*Set exercise*:
Reproduce the data from the line with "Provide the mask of every instance of the <item>built-in" through the end of the data, swapping "built-in bench" for "window seat" and leaving everything else unchanged.

#### Material for this task

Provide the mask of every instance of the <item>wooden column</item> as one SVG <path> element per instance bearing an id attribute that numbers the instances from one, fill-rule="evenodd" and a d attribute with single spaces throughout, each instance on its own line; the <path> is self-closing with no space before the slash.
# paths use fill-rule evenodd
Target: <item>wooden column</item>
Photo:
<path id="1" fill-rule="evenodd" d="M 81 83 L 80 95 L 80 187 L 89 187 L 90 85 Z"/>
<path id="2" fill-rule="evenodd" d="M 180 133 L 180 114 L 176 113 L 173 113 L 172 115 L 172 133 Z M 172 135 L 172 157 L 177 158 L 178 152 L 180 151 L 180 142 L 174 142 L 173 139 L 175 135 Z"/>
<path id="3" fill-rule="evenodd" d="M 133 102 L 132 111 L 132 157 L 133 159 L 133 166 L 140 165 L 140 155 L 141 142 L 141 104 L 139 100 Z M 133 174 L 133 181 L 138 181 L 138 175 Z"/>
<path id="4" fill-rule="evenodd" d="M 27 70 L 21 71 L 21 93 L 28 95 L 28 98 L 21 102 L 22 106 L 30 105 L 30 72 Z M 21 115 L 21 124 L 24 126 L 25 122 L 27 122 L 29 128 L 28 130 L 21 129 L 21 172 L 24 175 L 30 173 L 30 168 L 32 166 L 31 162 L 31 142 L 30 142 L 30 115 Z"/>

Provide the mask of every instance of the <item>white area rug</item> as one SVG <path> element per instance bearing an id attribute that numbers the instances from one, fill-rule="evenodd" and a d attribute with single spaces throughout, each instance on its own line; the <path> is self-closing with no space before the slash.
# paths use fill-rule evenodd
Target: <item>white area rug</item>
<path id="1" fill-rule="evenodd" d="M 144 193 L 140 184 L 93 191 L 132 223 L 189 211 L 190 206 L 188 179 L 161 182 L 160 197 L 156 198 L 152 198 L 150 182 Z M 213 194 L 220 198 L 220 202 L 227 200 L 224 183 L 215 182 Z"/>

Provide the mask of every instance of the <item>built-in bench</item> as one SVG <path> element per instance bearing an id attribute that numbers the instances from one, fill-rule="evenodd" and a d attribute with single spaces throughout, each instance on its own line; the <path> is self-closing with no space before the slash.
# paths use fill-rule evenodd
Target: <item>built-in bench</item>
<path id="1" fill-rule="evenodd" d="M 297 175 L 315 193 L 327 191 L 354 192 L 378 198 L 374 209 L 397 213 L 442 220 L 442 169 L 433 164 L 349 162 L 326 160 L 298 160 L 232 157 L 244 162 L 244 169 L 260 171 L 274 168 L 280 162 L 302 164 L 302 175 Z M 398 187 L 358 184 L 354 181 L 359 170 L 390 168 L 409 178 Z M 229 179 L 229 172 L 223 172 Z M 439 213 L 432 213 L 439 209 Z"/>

########

*Result for this task*:
Provide the mask of every instance of the <item>window seat</item> as one SVG <path> element per instance bearing an id attribute that numbers the instances from one, fill-rule="evenodd" and a d attribute with single spaces throughout, each instance on its own line; the <path> is self-closing with no space before the slash.
# paths use fill-rule evenodd
Target: <item>window seat</item>
<path id="1" fill-rule="evenodd" d="M 297 175 L 315 193 L 327 191 L 354 192 L 378 198 L 374 209 L 397 213 L 442 220 L 442 169 L 433 164 L 349 162 L 326 160 L 298 160 L 232 157 L 244 162 L 244 169 L 260 171 L 274 168 L 280 162 L 302 164 L 302 175 Z M 398 187 L 358 184 L 354 181 L 359 170 L 390 168 L 409 178 Z M 229 179 L 229 172 L 223 172 Z M 439 213 L 432 213 L 439 209 Z"/>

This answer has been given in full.